• **What this task involves**
Present the lines of the material from the one holding "query: paving brick pattern" through the last line, inclusive, as a Markdown table with columns Row and Line, numbering each line and leaving out blank ones.

• **Task data**
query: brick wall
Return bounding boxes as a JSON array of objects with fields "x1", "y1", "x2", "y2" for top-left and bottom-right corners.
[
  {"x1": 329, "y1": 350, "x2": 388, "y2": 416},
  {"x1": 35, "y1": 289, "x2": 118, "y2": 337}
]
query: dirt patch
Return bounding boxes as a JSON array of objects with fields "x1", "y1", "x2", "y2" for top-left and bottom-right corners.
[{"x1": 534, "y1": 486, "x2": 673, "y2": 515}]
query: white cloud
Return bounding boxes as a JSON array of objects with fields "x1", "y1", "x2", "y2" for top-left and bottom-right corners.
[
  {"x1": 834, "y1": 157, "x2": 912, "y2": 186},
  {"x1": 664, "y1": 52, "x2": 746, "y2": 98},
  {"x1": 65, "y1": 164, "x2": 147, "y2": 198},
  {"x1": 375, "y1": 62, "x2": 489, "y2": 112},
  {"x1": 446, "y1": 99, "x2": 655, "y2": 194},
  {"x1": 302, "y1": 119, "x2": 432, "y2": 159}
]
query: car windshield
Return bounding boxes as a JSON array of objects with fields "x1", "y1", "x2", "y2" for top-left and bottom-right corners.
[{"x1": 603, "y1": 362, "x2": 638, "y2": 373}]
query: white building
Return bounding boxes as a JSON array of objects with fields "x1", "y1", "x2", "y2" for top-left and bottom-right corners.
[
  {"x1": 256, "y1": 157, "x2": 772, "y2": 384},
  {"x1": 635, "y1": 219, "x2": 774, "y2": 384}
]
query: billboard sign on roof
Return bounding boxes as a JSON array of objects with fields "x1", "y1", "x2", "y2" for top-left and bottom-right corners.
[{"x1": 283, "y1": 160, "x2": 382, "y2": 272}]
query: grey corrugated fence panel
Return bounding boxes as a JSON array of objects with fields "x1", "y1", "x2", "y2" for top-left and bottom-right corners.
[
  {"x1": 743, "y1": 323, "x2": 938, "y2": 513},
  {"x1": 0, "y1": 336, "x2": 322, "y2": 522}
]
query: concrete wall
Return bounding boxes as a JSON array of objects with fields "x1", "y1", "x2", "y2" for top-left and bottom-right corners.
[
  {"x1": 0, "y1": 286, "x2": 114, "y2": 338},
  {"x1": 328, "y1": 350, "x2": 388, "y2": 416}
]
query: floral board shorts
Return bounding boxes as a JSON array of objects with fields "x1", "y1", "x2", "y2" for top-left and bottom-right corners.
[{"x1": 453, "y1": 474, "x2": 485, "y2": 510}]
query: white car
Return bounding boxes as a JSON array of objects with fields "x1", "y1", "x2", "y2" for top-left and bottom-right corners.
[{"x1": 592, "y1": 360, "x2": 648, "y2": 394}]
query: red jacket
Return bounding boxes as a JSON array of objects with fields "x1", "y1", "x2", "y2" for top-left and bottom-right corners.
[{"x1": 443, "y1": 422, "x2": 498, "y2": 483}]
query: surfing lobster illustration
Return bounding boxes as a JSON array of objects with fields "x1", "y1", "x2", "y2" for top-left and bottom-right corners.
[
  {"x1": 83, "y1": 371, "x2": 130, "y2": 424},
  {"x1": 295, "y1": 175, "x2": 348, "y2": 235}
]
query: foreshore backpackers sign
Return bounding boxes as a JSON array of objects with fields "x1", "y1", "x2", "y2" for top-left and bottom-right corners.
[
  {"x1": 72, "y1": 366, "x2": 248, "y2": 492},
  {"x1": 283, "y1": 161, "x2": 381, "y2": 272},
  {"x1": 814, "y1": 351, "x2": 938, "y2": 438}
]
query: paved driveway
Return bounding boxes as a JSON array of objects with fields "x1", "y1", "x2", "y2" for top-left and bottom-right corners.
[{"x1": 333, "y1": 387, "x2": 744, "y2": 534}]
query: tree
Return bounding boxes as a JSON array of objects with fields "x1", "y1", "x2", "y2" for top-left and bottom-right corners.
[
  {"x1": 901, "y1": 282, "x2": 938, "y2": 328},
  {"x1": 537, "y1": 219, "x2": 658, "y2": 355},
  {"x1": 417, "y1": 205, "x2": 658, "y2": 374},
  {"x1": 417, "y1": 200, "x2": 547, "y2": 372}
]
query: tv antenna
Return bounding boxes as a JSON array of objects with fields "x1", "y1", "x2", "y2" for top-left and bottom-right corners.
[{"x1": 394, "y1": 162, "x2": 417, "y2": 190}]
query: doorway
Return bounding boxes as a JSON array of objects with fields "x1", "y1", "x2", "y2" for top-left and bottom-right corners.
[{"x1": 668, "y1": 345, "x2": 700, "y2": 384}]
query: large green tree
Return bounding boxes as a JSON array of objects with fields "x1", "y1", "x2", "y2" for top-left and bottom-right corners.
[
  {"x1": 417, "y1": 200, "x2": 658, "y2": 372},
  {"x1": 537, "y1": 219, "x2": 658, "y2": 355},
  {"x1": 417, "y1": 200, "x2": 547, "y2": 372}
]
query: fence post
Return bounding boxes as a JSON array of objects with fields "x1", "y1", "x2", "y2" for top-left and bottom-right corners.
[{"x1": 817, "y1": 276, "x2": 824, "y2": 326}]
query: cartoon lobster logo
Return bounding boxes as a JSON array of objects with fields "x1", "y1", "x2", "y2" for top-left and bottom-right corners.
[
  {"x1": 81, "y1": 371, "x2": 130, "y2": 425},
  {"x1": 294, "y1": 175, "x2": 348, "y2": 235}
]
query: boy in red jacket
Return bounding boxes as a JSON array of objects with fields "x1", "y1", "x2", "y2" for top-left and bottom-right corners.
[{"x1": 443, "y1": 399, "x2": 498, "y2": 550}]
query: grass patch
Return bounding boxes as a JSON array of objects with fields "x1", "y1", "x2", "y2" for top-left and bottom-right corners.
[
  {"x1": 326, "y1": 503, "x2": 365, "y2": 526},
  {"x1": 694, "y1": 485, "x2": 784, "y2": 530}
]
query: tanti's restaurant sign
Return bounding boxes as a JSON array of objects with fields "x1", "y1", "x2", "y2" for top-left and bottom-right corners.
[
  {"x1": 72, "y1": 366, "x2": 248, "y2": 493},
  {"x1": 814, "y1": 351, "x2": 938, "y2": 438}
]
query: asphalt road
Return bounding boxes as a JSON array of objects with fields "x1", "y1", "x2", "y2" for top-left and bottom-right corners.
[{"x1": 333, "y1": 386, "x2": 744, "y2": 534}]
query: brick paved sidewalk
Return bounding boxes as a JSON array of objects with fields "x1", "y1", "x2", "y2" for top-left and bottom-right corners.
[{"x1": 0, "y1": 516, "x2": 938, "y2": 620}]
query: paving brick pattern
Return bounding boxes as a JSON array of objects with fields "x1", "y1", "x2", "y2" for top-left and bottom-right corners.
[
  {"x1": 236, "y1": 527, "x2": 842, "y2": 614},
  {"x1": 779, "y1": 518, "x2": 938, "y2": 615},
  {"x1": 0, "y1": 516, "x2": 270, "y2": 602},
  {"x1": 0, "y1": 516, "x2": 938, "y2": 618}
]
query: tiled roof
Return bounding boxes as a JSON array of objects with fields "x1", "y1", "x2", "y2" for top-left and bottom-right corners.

• **Full output**
| Row | Line |
|---|---|
| 1 | query: paving brick pattern |
| 2 | Return bounding boxes as a JSON array of objects with fields "x1", "y1", "x2", "y2" for top-left and bottom-right corners. |
| 3 | [ |
| 4 |   {"x1": 236, "y1": 527, "x2": 842, "y2": 614}, |
| 5 |   {"x1": 779, "y1": 518, "x2": 938, "y2": 615}, |
| 6 |   {"x1": 0, "y1": 516, "x2": 270, "y2": 602}, |
| 7 |   {"x1": 0, "y1": 516, "x2": 938, "y2": 618} |
| 8 | ] |
| 9 | query: tiled roof |
| 10 | Return bounding boxes as a JSON array of objects with fields "x1", "y1", "x2", "y2" for top-left and bottom-right corners. |